EXERCISE AIM:
Reproduce all the entries exactly.

+++++

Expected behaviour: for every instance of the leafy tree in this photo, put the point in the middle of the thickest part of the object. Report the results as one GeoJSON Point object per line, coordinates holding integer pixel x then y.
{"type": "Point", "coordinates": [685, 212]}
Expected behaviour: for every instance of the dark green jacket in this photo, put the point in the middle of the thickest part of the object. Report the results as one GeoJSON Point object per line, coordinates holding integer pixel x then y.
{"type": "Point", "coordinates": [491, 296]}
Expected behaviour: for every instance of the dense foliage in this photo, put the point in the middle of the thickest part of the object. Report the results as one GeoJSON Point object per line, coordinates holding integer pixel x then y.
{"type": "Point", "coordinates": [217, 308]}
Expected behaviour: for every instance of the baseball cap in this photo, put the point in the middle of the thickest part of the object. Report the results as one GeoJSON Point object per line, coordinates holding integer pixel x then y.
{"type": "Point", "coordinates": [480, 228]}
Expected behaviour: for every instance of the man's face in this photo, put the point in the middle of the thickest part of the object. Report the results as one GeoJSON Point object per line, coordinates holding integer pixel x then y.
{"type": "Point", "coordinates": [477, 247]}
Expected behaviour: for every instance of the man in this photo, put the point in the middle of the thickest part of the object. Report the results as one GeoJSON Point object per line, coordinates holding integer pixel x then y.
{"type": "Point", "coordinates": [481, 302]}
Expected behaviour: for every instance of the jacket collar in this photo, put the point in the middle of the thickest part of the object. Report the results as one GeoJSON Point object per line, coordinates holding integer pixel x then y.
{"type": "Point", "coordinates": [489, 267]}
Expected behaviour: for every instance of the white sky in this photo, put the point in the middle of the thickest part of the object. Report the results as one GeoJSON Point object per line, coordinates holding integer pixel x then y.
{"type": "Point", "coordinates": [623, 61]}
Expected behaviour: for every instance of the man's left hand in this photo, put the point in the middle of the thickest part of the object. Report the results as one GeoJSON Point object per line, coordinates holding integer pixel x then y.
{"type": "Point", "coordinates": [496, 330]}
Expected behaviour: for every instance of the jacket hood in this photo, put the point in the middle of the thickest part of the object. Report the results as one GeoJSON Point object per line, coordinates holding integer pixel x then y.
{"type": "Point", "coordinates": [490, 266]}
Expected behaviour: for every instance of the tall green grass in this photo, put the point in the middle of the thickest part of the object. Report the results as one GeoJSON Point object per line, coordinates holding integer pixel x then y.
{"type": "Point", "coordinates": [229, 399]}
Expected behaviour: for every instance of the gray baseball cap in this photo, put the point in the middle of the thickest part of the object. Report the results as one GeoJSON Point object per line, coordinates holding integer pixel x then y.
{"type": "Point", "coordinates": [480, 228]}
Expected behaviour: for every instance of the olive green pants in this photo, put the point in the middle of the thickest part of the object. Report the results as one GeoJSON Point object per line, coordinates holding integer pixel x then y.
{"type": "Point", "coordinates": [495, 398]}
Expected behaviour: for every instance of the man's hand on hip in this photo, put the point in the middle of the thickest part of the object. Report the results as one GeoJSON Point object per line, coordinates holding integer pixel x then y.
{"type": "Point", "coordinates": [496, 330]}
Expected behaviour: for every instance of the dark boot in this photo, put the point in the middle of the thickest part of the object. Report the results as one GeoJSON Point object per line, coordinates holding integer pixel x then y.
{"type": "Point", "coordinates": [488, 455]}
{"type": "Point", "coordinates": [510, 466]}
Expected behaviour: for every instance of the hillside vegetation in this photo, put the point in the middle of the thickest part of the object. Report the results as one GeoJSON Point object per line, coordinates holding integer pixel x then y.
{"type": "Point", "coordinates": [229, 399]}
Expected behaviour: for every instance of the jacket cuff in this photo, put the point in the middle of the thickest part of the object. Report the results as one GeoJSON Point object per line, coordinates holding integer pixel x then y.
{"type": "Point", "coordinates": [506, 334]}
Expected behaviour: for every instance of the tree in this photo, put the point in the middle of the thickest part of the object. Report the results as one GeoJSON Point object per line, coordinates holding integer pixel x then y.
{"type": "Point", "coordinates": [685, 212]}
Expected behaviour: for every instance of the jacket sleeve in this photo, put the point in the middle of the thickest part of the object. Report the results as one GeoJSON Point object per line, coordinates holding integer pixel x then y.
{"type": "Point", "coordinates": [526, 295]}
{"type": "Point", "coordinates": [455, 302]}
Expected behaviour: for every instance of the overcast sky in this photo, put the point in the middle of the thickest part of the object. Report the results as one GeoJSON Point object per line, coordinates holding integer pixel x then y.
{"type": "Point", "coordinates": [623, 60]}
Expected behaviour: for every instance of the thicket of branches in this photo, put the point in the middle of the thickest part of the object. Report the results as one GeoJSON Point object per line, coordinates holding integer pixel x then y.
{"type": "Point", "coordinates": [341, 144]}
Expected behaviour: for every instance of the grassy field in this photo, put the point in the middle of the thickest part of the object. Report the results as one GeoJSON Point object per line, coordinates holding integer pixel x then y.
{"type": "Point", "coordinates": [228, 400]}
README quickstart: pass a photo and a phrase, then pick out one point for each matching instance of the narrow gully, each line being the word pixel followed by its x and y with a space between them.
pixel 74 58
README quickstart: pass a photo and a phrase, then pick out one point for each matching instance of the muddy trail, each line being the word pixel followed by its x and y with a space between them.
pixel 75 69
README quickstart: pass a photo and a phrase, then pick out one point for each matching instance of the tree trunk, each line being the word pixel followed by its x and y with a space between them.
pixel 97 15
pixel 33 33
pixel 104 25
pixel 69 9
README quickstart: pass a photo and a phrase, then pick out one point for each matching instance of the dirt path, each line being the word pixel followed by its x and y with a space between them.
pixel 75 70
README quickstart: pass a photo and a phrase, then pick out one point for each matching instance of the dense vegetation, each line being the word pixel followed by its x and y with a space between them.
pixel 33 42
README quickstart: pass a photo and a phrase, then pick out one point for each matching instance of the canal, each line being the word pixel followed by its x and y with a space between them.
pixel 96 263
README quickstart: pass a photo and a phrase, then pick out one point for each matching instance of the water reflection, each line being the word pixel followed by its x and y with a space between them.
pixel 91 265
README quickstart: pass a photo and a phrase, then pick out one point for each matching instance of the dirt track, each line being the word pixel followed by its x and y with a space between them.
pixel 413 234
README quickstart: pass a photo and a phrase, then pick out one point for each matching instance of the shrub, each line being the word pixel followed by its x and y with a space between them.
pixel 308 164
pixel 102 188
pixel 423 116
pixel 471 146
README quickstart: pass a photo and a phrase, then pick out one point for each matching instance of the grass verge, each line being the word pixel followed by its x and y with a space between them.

+++++

RESULT:
Expected behaviour: for every instance of the leafy tree in this photo, put the point in the middle of the thickest part of the object. Report the results as one GeoJSON Point object per line, coordinates holding integer pixel x then y.
{"type": "Point", "coordinates": [685, 212]}
Expected behaviour: for every instance of the dark green jacket in this photo, put the point in the middle of the thickest part of the object. Report the results as one GeoJSON Point object per line, coordinates holding integer pixel x then y.
{"type": "Point", "coordinates": [491, 296]}
Expected behaviour: for every instance of the dense foliage in this photo, put the point in the middle of the thickest part of the object. Report the results as one GeoJSON Point object per line, coordinates holding integer pixel x then y.
{"type": "Point", "coordinates": [217, 308]}
Expected behaviour: for every instance of the baseball cap in this photo, put the point in the middle of the thickest part of the object. Report the results as one GeoJSON Point object per line, coordinates holding integer pixel x then y.
{"type": "Point", "coordinates": [480, 228]}
Expected behaviour: for every instance of the man's face in this photo, put the point in the middle of the thickest part of the object. Report the results as one GeoJSON Point object per line, coordinates holding integer pixel x then y.
{"type": "Point", "coordinates": [477, 247]}
Expected behaviour: for every instance of the man in this photo, put the point in the middle of the thickest part of the object. Report the results as one GeoJSON Point object per line, coordinates holding integer pixel x then y.
{"type": "Point", "coordinates": [481, 302]}
Expected behaviour: for every instance of the jacket collar in this photo, put the point in the middle of the thickest part of the object. Report the results as one GeoJSON Point object per line, coordinates holding integer pixel x then y.
{"type": "Point", "coordinates": [489, 267]}
Expected behaviour: for every instance of the white sky in this photo, put the point in the middle of the thickest part of the object. Report the results as one GeoJSON Point object per line, coordinates holding integer pixel x then y.
{"type": "Point", "coordinates": [623, 61]}
Expected behaviour: for every instance of the man's left hand in this photo, put the point in the middle of the thickest part of the object. Report the results as one GeoJSON Point object per line, coordinates holding integer pixel x then y.
{"type": "Point", "coordinates": [496, 330]}
Expected behaviour: for every instance of the jacket hood in this photo, put the point in the middle of the thickest part of the object. Report the results as one GeoJSON Point object per line, coordinates holding integer pixel x then y.
{"type": "Point", "coordinates": [490, 266]}
Expected behaviour: for every instance of the tall green grass in this photo, put the point in the middle of the thickest part of the object. Report the results as one GeoJSON Point object per line, coordinates holding integer pixel x then y.
{"type": "Point", "coordinates": [229, 399]}
Expected behaviour: for every instance of the gray baseball cap in this photo, put the point in the middle of the thickest part of the object. Report the results as one GeoJSON Point object per line, coordinates holding integer pixel x then y.
{"type": "Point", "coordinates": [480, 228]}
Expected behaviour: for every instance of the olive green pants in this photo, put the point in the middle of the thickest part of the object. Report the results as one GeoJSON Point object per line, coordinates holding integer pixel x then y.
{"type": "Point", "coordinates": [495, 398]}
Expected behaviour: for every instance of the man's hand on hip in this photo, put the point in the middle of the thickest part of the object. Report the results as one GeoJSON Point object per line, coordinates holding integer pixel x then y.
{"type": "Point", "coordinates": [496, 330]}
Expected behaviour: for every instance of the dark boot in this photo, put the point in the middle of the thickest part of the object. Report the results as one GeoJSON Point object per line, coordinates holding integer pixel x then y.
{"type": "Point", "coordinates": [488, 455]}
{"type": "Point", "coordinates": [510, 466]}
Expected behaviour: for every instance of the hillside vegetation in this photo, put the point in the middle of the thickest part of the object. Report the results as one GeoJSON Point object per line, coordinates holding integer pixel x then y.
{"type": "Point", "coordinates": [229, 399]}
Expected behaviour: for every instance of the jacket cuff in this photo, put the point in the middle of the thickest part of the object. Report the results as one GeoJSON Point object per line, coordinates holding integer pixel x then y.
{"type": "Point", "coordinates": [506, 334]}
Expected behaviour: for every instance of the tree in this photo, put the point in the middle of the thickest part of the object. Report the results as one GeoJSON Point object per line, coordinates holding integer pixel x then y.
{"type": "Point", "coordinates": [685, 212]}
Expected behaviour: for every instance of the jacket sleeve in this photo, put the point in the middle of the thickest part of the object. Report the results as one GeoJSON Point object per line, coordinates holding integer pixel x then y.
{"type": "Point", "coordinates": [526, 295]}
{"type": "Point", "coordinates": [455, 302]}
Expected behaviour: for every instance of the overcast sky in this photo, put the point in the middle of the thickest part of the object. Report the results as one GeoJSON Point object per line, coordinates holding integer pixel x then y.
{"type": "Point", "coordinates": [623, 60]}
Expected behaviour: for every instance of the thicket of branches in this photo, put the point in the middle of the thickest part of the object. Report the results as one GeoJSON Point object per line, coordinates holding integer pixel x then y.
{"type": "Point", "coordinates": [341, 144]}
Expected behaviour: for every instance of the grassy field in this photo, put the point in the middle of the thickest part of the object. Report the results as one GeoJSON Point object per line, coordinates holding integer pixel x then y.
{"type": "Point", "coordinates": [228, 400]}
README quickstart: pass a photo and a phrase, then pick out one point for each matching instance of the narrow gully, each line being the word pixel followed by its x and y with a space between them.
pixel 74 58
README quickstart: pass a photo and a phrase, then pick out one point for each matching instance of the muddy trail, each line being the word pixel followed by its x and y with a space between them.
pixel 75 69
README quickstart: pass a photo and a phrase, then pick out one point for each matching instance of the tree trunk, each line being the word pixel followed by its x and y with a space between them.
pixel 97 15
pixel 33 33
pixel 104 25
pixel 69 9
README quickstart: pass a photo and a phrase, then pick out one point for each matching instance of the dirt path, each line being the word pixel followed by its x and y with a space between them.
pixel 75 70
README quickstart: pass a photo and a phrase, then pick out one point for each matching instance of the dense vegetation, each line being the word pixel followed by its x and y with a space between them.
pixel 33 42
README quickstart: pass a photo and a phrase, then pick out one point for each matching instance of the canal, each line being the word pixel followed by its x and y with a space between them.
pixel 96 263
README quickstart: pass a photo and a phrase, then pick out one point for each matching instance of the water reflection, each line being the word pixel followed by its x and y with a space between them.
pixel 91 265
README quickstart: pass a photo and a phrase, then pick out one point for each matching instance of the dirt track, each line being the word pixel followed by its x and y with a space between them.
pixel 413 234
README quickstart: pass a photo and a phrase, then pick out one point for each matching instance of the shrub, each line being the word pixel followed by its x and y with a space between them.
pixel 308 164
pixel 102 188
pixel 423 116
pixel 471 146
README quickstart: pass a photo and a phrase, then pick out one point for each matching instance of the grass verge, each line being the word pixel followed by its x and y with a space between them.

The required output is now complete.